◆ TEXT BLOCK
- - -

CS: What spurred your interest in the role of gender in your art?
PY: I was married for ten years and not only did I bring in all the salary, putting my husband through school, but I also did all the housework. In my era we were trained that if the body has breasts you do this and if you have another genitalia, you do that. Even if the husband and wife have both worked, when they retire, she’s still got all these chores to do. I think things have changed, but how much?
CS: There’s been some progress, but a 2023 Pew Research Center poll revealed that “in egalitarian and breadwinner wife marriages, . . . wives do about 2.5 hours more [per week] on housework.”
PY: Well, the dealbreaker for me was when my husband wouldn’t sign for me to get a credit card or my own bank account. This was before 1974 [when the Equal Credit Opportunity Act passed] and women still weren’t allowed to do those, themselves. I divorced him that year and changed my last name to Yes. I began thinking back on my personal story and wanted to start the conversation.
CS: You’re a self-described feminist artist. What does this mean to you?

- - -

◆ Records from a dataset

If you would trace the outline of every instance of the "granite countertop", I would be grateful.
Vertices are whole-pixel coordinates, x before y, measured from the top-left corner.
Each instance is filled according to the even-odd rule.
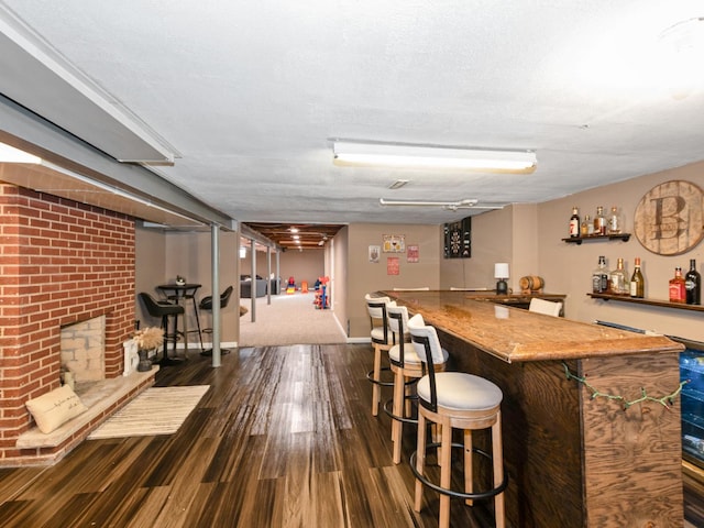
[[[600,324],[475,300],[469,292],[381,292],[426,323],[508,363],[679,352],[680,343]]]

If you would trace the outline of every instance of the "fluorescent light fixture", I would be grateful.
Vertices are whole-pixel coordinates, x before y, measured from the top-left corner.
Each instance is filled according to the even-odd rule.
[[[450,211],[457,211],[458,209],[503,209],[502,205],[479,205],[477,199],[464,199],[457,201],[428,201],[428,200],[388,200],[386,198],[380,198],[378,204],[381,206],[400,206],[400,207],[441,207]]]
[[[409,179],[397,179],[392,185],[388,186],[389,189],[400,189],[404,185],[406,185]]]
[[[0,143],[0,163],[32,163],[38,165],[42,163],[42,158],[6,143]]]
[[[364,143],[336,140],[334,163],[394,167],[452,168],[530,173],[538,164],[532,151],[457,148],[403,143]]]

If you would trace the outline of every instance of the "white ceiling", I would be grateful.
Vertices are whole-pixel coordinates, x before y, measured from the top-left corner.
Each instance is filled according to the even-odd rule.
[[[704,48],[679,85],[661,38],[704,15],[701,1],[2,0],[0,8],[85,75],[108,107],[141,122],[156,151],[175,154],[158,174],[244,222],[442,223],[481,211],[384,208],[380,198],[541,202],[704,158]],[[57,97],[33,66],[8,72],[3,94],[14,90],[9,97],[45,116],[63,110],[56,124],[99,143],[92,109]],[[34,107],[34,96],[48,107]],[[92,128],[72,130],[84,117]],[[341,167],[331,138],[531,148],[538,168]],[[410,183],[388,189],[398,178]]]

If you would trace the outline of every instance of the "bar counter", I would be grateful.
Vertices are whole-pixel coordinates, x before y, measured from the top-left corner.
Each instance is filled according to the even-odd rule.
[[[450,370],[504,392],[507,526],[683,525],[683,345],[487,302],[487,295],[380,294],[436,327]]]

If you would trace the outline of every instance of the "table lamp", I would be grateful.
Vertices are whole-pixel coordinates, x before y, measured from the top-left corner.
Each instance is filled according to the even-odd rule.
[[[506,279],[508,277],[507,262],[497,262],[494,264],[494,278],[498,278],[498,282],[496,283],[496,295],[508,294],[508,284],[506,284]]]

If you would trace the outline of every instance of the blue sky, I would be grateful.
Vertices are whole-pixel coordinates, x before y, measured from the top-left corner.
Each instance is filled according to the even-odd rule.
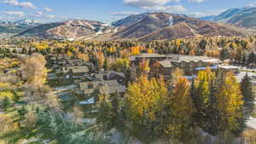
[[[0,0],[0,20],[111,22],[131,14],[155,11],[199,17],[254,3],[256,0]]]

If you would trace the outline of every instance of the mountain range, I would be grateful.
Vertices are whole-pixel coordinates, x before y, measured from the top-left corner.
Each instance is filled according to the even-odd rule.
[[[41,25],[39,21],[32,20],[20,20],[15,22],[0,21],[0,33],[16,34],[39,25]]]
[[[244,36],[256,28],[256,8],[231,9],[220,14],[194,18],[185,14],[144,13],[106,24],[66,20],[40,24],[34,20],[0,22],[0,32],[17,37],[93,40],[169,40],[195,36]],[[7,29],[7,30],[6,30]],[[12,31],[14,30],[14,31]]]
[[[218,15],[203,17],[201,20],[223,22],[247,29],[256,29],[256,7],[235,8]]]

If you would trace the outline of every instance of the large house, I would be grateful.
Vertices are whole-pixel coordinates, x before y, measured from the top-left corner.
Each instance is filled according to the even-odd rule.
[[[117,80],[119,84],[124,84],[125,76],[123,72],[114,71],[104,71],[90,74],[92,80]]]
[[[67,78],[79,78],[84,76],[90,72],[90,68],[87,66],[65,66],[62,67],[62,73]]]
[[[79,89],[85,95],[93,94],[124,94],[126,89],[125,86],[119,84],[117,80],[82,82],[79,84]]]
[[[181,68],[185,74],[192,75],[196,70],[209,67],[215,68],[220,63],[218,59],[208,56],[193,56],[184,55],[158,55],[158,54],[142,54],[131,57],[133,66],[143,60],[148,60],[151,67],[150,75],[171,75],[176,68]]]

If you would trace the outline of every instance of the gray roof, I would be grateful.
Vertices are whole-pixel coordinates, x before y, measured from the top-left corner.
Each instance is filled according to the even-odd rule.
[[[193,55],[166,55],[168,60],[172,62],[190,62],[190,61],[210,61],[211,60],[216,60],[208,56],[193,56]]]
[[[91,76],[95,76],[95,78],[100,79],[100,80],[103,80],[104,76],[107,76],[108,79],[110,79],[111,78],[113,78],[115,75],[119,75],[120,77],[125,78],[125,74],[123,72],[117,72],[114,71],[104,71],[104,72],[101,72],[99,73],[91,73]]]
[[[89,89],[90,84],[92,84],[92,89]],[[79,84],[79,88],[88,95],[92,94],[96,89],[105,94],[122,93],[126,89],[125,86],[119,84],[116,80],[83,82]]]
[[[64,73],[68,72],[70,70],[73,73],[89,72],[90,71],[87,66],[62,67],[62,72]]]
[[[163,67],[166,68],[171,68],[172,67],[172,65],[171,63],[171,60],[163,60],[163,61],[158,61]]]
[[[154,57],[166,57],[165,55],[159,55],[159,54],[155,54],[155,53],[151,53],[151,54],[141,54],[138,55],[133,55],[134,57],[140,57],[140,58],[154,58]]]

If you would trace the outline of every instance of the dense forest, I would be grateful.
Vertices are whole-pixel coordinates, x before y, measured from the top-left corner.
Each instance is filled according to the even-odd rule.
[[[207,55],[253,66],[256,37],[195,37],[153,42],[96,42],[13,39],[1,41],[0,143],[111,143],[108,132],[119,130],[144,143],[253,144],[255,130],[246,123],[253,112],[251,78],[238,82],[231,72],[200,71],[191,81],[176,69],[171,78],[148,78],[148,61],[131,78],[130,56],[142,53]],[[100,95],[96,123],[81,122],[83,108],[67,120],[61,103],[48,84],[47,57],[68,55],[90,61],[96,70],[126,77],[123,95]],[[24,56],[25,55],[25,56]],[[8,70],[8,71],[7,71]],[[250,142],[250,143],[249,143]]]

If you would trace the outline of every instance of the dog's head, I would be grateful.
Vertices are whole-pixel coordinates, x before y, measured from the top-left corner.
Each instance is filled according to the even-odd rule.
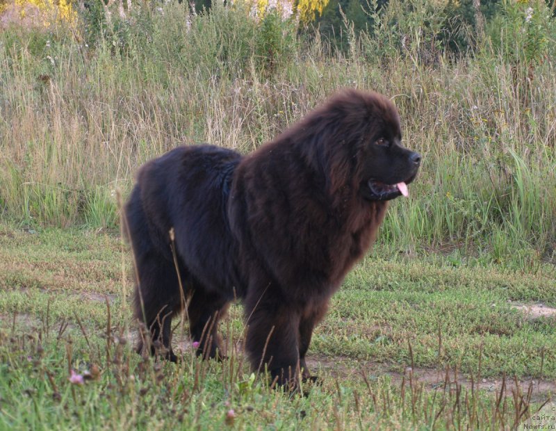
[[[324,165],[334,194],[349,185],[367,201],[408,195],[420,155],[402,145],[400,117],[386,97],[344,90],[313,111],[303,131],[312,130],[312,155]]]

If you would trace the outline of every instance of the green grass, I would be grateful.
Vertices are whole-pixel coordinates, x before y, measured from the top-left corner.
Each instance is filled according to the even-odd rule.
[[[550,264],[535,274],[455,266],[450,254],[408,258],[377,246],[315,332],[309,357],[322,386],[291,398],[251,375],[240,304],[221,327],[230,360],[193,359],[179,327],[181,364],[135,354],[129,259],[115,234],[0,225],[0,429],[497,430],[517,412],[511,388],[500,396],[502,375],[521,382],[516,396],[530,413],[556,389],[556,318],[530,319],[512,307],[556,305]],[[98,380],[67,380],[70,367],[95,366]],[[415,376],[402,381],[408,366]],[[438,381],[419,378],[435,370]],[[548,386],[528,396],[532,378]]]
[[[556,380],[556,318],[516,307],[556,307],[544,2],[503,1],[468,34],[440,3],[391,0],[368,33],[346,23],[345,51],[276,17],[186,3],[0,32],[0,430],[498,430],[534,412]],[[450,38],[469,51],[454,56]],[[240,348],[199,361],[181,327],[177,366],[134,354],[130,257],[113,232],[138,167],[182,144],[248,153],[345,86],[391,97],[424,158],[316,331],[322,386],[269,390]],[[222,324],[230,345],[241,314]]]
[[[454,58],[432,29],[441,8],[412,1],[390,2],[374,34],[346,31],[346,52],[242,10],[193,16],[173,3],[104,29],[83,16],[71,30],[2,32],[2,218],[117,228],[115,192],[125,197],[146,161],[198,142],[249,152],[349,86],[391,97],[405,145],[424,156],[382,241],[457,243],[514,269],[554,262],[555,20],[532,2],[522,34],[527,5],[506,3]],[[400,49],[400,32],[423,39]]]

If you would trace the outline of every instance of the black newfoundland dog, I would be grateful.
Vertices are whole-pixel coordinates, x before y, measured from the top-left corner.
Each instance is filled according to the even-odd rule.
[[[315,325],[417,174],[401,139],[387,98],[345,90],[247,156],[190,145],[145,164],[125,208],[135,316],[150,332],[138,350],[177,359],[170,323],[186,298],[197,353],[223,355],[218,322],[238,298],[253,368],[282,385],[311,378]]]

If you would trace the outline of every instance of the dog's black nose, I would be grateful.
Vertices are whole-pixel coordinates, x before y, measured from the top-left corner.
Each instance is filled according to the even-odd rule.
[[[416,165],[418,165],[421,163],[421,155],[419,153],[412,152],[409,156],[409,160]]]

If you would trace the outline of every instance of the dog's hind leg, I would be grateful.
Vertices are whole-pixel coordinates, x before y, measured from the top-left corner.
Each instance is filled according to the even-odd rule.
[[[199,283],[193,284],[193,289],[188,317],[197,354],[204,359],[224,359],[226,352],[218,325],[227,313],[229,302],[218,293],[207,293]]]

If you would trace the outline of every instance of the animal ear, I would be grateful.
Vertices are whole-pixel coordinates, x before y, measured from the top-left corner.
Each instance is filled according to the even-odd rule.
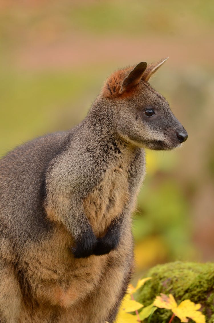
[[[139,83],[147,67],[147,63],[146,62],[141,62],[136,65],[123,80],[121,92],[129,89]]]
[[[143,74],[143,79],[146,82],[148,81],[152,75],[163,64],[164,62],[166,62],[167,59],[168,59],[168,57],[167,57],[165,58],[162,58],[157,63],[152,63],[148,65]]]

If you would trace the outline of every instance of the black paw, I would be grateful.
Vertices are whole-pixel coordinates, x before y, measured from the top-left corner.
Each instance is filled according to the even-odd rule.
[[[92,232],[88,233],[76,242],[76,246],[71,248],[75,258],[85,258],[89,257],[93,253],[97,240]]]
[[[118,235],[111,235],[107,234],[103,238],[98,238],[93,254],[97,256],[108,254],[117,246],[119,240]]]

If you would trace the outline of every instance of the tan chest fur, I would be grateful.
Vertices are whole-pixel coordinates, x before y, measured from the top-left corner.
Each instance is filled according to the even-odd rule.
[[[85,213],[97,237],[105,234],[112,220],[122,212],[128,200],[127,168],[124,163],[112,165],[84,201]]]
[[[123,162],[122,158],[119,162],[109,167],[83,202],[86,214],[97,237],[105,234],[128,199],[128,163]],[[40,302],[66,308],[74,305],[96,288],[109,257],[118,258],[115,250],[98,257],[76,259],[71,250],[73,245],[65,229],[57,225],[53,236],[42,246],[38,249],[33,246],[27,257],[32,259],[28,276]]]
[[[25,255],[28,282],[39,303],[69,307],[98,284],[107,255],[76,259],[72,244],[61,226],[42,245],[32,245]]]

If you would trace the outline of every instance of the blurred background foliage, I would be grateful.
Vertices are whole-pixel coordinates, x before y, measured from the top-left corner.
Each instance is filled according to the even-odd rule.
[[[147,151],[134,214],[138,274],[214,260],[214,11],[209,0],[0,3],[1,156],[78,123],[116,68],[170,57],[150,83],[189,137]]]

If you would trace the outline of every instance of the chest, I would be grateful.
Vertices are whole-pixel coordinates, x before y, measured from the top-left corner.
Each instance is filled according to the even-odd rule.
[[[83,202],[85,214],[97,236],[105,234],[129,197],[128,165],[112,165]]]

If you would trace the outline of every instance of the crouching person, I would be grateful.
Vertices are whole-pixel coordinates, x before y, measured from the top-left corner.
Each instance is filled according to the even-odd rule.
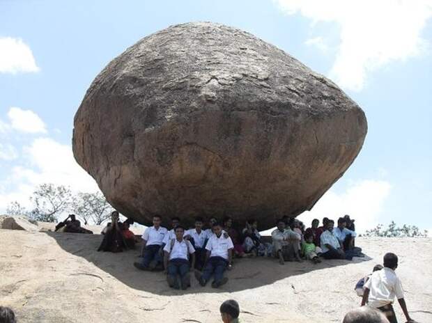
[[[212,283],[213,288],[226,283],[228,278],[224,277],[224,272],[226,268],[231,269],[234,245],[229,237],[222,234],[222,227],[219,223],[213,224],[213,235],[207,242],[207,262],[204,266],[203,274],[195,271],[196,279],[201,286],[205,286],[212,275],[214,281]]]
[[[148,227],[143,233],[143,245],[141,251],[142,260],[134,262],[134,266],[141,270],[163,270],[162,249],[165,235],[168,230],[160,226],[161,218],[153,216],[153,226]]]
[[[178,226],[174,229],[176,238],[168,242],[164,248],[164,264],[169,287],[185,290],[190,286],[190,270],[195,265],[195,249],[190,242],[183,239],[185,228]],[[189,262],[192,258],[192,267]],[[180,285],[177,276],[180,276]]]

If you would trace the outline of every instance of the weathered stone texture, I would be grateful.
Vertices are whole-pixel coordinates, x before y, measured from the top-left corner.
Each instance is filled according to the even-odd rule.
[[[125,215],[309,210],[367,133],[362,109],[284,52],[213,23],[171,26],[112,61],[75,118],[73,151]]]

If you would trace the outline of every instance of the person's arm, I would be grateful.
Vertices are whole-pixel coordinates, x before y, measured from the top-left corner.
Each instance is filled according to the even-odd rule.
[[[405,299],[398,299],[397,301],[399,302],[399,305],[401,306],[401,308],[402,308],[402,311],[403,312],[403,315],[405,317],[406,317],[407,322],[412,322],[413,320],[410,317],[410,314],[408,313],[408,310],[406,308],[406,303],[405,303]]]
[[[364,287],[364,292],[363,292],[363,298],[362,298],[362,306],[364,306],[367,303],[367,301],[369,298],[369,290],[368,287]]]

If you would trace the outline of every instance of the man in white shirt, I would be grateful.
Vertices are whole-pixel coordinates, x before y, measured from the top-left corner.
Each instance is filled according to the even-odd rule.
[[[350,250],[354,247],[354,238],[357,237],[355,231],[346,228],[346,219],[339,218],[337,220],[337,227],[333,230],[334,235],[344,251]]]
[[[190,286],[189,271],[195,265],[195,249],[190,242],[183,239],[184,233],[185,228],[177,226],[176,238],[169,240],[164,248],[164,264],[168,285],[178,290],[177,275],[179,275],[181,289],[183,290]],[[192,256],[192,267],[189,262],[190,255]]]
[[[397,323],[392,306],[396,296],[407,322],[414,322],[406,308],[401,281],[394,272],[398,265],[397,255],[392,253],[386,253],[383,265],[384,268],[372,274],[364,283],[362,306],[368,303],[369,306],[383,312],[390,323]]]
[[[179,224],[180,224],[179,218],[178,218],[177,216],[174,216],[173,218],[171,218],[171,229],[169,231],[168,231],[168,234],[165,235],[165,239],[163,241],[164,244],[167,244],[169,240],[171,240],[172,239],[176,239],[176,233],[174,232],[174,230],[176,230],[176,228]]]
[[[341,248],[337,237],[333,233],[334,227],[334,221],[328,220],[325,225],[325,231],[320,237],[322,255],[325,259],[345,259],[345,253]]]
[[[277,228],[272,232],[275,255],[279,258],[279,262],[281,265],[284,265],[286,260],[291,260],[293,258],[301,262],[299,255],[299,244],[302,237],[291,228],[286,229],[285,226],[285,221],[281,219],[277,222]]]
[[[201,286],[205,286],[212,275],[215,279],[212,287],[218,287],[226,283],[228,278],[224,277],[224,272],[228,267],[231,269],[234,245],[231,239],[222,234],[222,227],[219,223],[213,224],[214,235],[207,242],[207,262],[201,274],[195,272],[195,276]]]
[[[160,226],[160,215],[153,216],[153,226],[147,228],[142,235],[142,260],[134,262],[134,266],[141,270],[161,269],[162,267],[162,245],[168,230]]]
[[[206,258],[206,242],[207,235],[203,230],[203,218],[196,216],[195,218],[195,228],[187,230],[185,233],[185,239],[188,239],[195,248],[195,268],[201,270],[204,265]]]

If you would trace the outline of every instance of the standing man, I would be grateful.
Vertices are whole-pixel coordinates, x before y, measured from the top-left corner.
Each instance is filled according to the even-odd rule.
[[[143,233],[142,260],[141,263],[134,262],[134,266],[139,269],[153,270],[162,267],[162,244],[168,230],[160,226],[161,219],[160,215],[153,216],[153,226],[147,228]],[[151,266],[152,262],[153,264]]]
[[[195,276],[201,286],[205,286],[212,275],[215,279],[212,283],[213,288],[226,283],[228,278],[224,277],[224,272],[228,268],[231,268],[233,249],[234,245],[229,237],[226,237],[222,234],[222,227],[219,223],[213,224],[214,235],[207,242],[207,262],[201,274],[195,271]]]
[[[195,249],[190,242],[183,239],[185,228],[183,226],[177,226],[175,230],[176,238],[169,240],[164,248],[164,265],[169,287],[179,289],[178,275],[181,289],[184,290],[190,286],[189,271],[195,265]],[[192,267],[189,262],[190,255],[192,255]]]
[[[190,240],[195,248],[195,268],[200,271],[204,266],[206,258],[204,247],[206,236],[206,232],[203,230],[203,218],[201,216],[195,218],[195,228],[188,230],[185,233],[185,239]]]
[[[384,268],[373,272],[364,283],[362,306],[368,303],[369,306],[383,312],[390,323],[397,323],[392,306],[396,296],[407,322],[415,322],[410,317],[403,299],[402,284],[394,272],[398,265],[397,255],[392,253],[386,253],[384,255],[383,265]]]
[[[334,221],[328,220],[325,226],[325,231],[321,237],[323,257],[325,259],[345,259],[345,253],[341,248],[339,241],[333,233]]]

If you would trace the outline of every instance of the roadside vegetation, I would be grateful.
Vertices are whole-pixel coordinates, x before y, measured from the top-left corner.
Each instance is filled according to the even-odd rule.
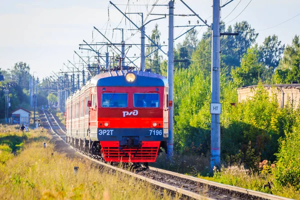
[[[0,128],[0,199],[172,198],[133,178],[54,152],[46,132],[23,134],[8,128],[10,131],[5,133],[8,126]],[[12,153],[16,150],[17,156]],[[75,166],[79,167],[76,174]]]
[[[292,101],[280,108],[278,96],[269,95],[264,84],[300,84],[300,38],[296,35],[290,44],[282,44],[274,34],[258,44],[258,33],[248,22],[228,26],[221,23],[222,32],[239,33],[238,36],[221,38],[223,166],[215,168],[214,174],[210,172],[210,29],[200,40],[198,32],[193,29],[175,48],[174,60],[182,62],[174,62],[174,155],[173,161],[170,161],[162,154],[154,166],[249,189],[297,197],[300,191],[300,108]],[[160,44],[160,36],[159,28],[156,26],[151,38]],[[153,48],[149,46],[147,52],[154,52]],[[146,60],[146,68],[166,76],[168,62],[159,52],[155,51],[150,58]],[[11,70],[0,70],[4,78],[0,87],[10,88],[10,111],[19,106],[29,106],[30,70],[27,64],[20,62]],[[44,89],[50,84],[50,88],[56,88],[48,82],[48,79],[36,80],[38,106],[41,106],[48,104],[48,90]],[[250,85],[257,85],[253,90],[255,95],[238,102],[237,89]],[[49,96],[50,102],[57,101],[55,94]],[[0,104],[4,104],[4,96],[0,95]],[[4,107],[0,107],[0,118],[4,114]],[[56,116],[64,122],[63,114],[56,114]],[[18,140],[24,140],[20,137]],[[7,152],[5,158],[8,158],[4,160],[13,160],[16,158],[12,158],[10,152],[20,150],[24,144],[20,142],[8,143],[2,144],[2,152]]]

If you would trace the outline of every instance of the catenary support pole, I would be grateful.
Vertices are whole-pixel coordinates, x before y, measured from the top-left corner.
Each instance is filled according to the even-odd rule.
[[[145,70],[145,26],[144,24],[144,15],[142,16],[142,28],[140,30],[140,70]]]
[[[145,26],[142,26],[140,36],[140,70],[145,70]]]
[[[48,107],[50,106],[50,80],[48,80]]]
[[[213,0],[212,52],[210,170],[220,166],[220,0]]]
[[[110,66],[110,60],[108,58],[108,52],[106,53],[106,69],[108,70],[109,66]]]
[[[168,80],[169,84],[169,100],[173,101],[174,76],[174,1],[169,2],[168,52]],[[173,124],[174,110],[171,107],[170,110],[170,130],[168,140],[168,155],[170,158],[173,154]]]
[[[122,41],[122,53],[121,54],[122,62],[121,62],[121,70],[125,67],[125,42]]]

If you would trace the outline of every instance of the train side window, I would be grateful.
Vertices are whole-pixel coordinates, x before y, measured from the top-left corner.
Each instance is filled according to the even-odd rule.
[[[104,93],[101,106],[104,108],[126,108],[128,106],[128,94]]]
[[[88,96],[86,96],[86,116],[88,115]]]
[[[75,105],[72,106],[72,118],[74,120],[75,118]]]
[[[83,99],[81,100],[80,103],[80,117],[82,118],[84,116],[84,100]]]
[[[76,104],[76,118],[79,118],[79,102]]]
[[[168,94],[166,96],[166,108],[168,108]]]

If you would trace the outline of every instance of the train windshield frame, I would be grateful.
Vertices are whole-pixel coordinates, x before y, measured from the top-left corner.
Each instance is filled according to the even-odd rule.
[[[134,93],[134,108],[158,108],[160,94],[158,93]]]
[[[102,108],[128,107],[127,93],[103,93],[101,100]]]

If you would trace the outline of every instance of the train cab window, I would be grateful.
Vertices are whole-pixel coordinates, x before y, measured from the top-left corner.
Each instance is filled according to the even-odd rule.
[[[134,102],[136,108],[160,108],[160,95],[153,93],[135,93]]]
[[[92,94],[92,108],[96,108],[96,94]]]
[[[86,96],[86,116],[88,115],[89,108],[88,106],[88,96]]]
[[[126,93],[104,93],[102,107],[126,108],[128,106],[128,94]]]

- - -

◆ WHAT YOU NEED TO DO
A. Can you repeat everything in the interview on gender in art from "PY: Well, the" down to "start the conversation."?
B. Could you pick up the interview on gender in art right after its last line and carry it on?

◆ EXERCISE RESPONSES
A.
PY: Well, the dealbreaker for me was when my husband wouldn’t sign for me to get a credit card or my own bank account. This was before 1974 [when the Equal Credit Opportunity Act passed] and women still weren’t allowed to do those, themselves. I divorced him that year and changed my last name to Yes. I began thinking back on my personal story and wanted to start the conversation.

B.
PY: It means I’m a real proponent for equal rights. Simple justice.
CS: Dusty . . . at Home attempts to balance the scales. What’s the story behind the paintings?
PY: I found Dusty Moore on a list of models from Oregon State University’s art department, the only one who didn’t look like a radical hippie—this was the mid-70s—and I invited him to my house outside Corvallis in [OSU’s] McDonald Forest. He knew I was going to photograph him nude acting like he’s doing mundane housework, and I wanted to see a man doing those things, apron on, apron off. I didn’t pay attention to whether it was full frontal or not. Only three of the paintings show private parts.
CS: Why nudes?
PY: Having Dusty unclothed emphasizes the maleness, plain and simple. I was in my early-30s at that time and a little bit of a rebel, although in hiring him I’d gone by all the rules. Not getting that credit card really set me off.
CS: What did you think you’d do with the photos?
PY: My idea was I’d make paper guys and different outfits for doing the cleaning. I never did. A couple years later, I had them made into postcards. I hung onto those photos and looked at them every ten years or so. Last year, I came across the postcards again and thought, Have we “come a long way baby” or have we not? It wasn’t an easy decision to do the paintings because it would mean a year and a half of work, and I didn’t intend to sell any.
CS: How much does the paintings’ size matter? And why did you paint in monotone yet also highly contrasted, and without detail?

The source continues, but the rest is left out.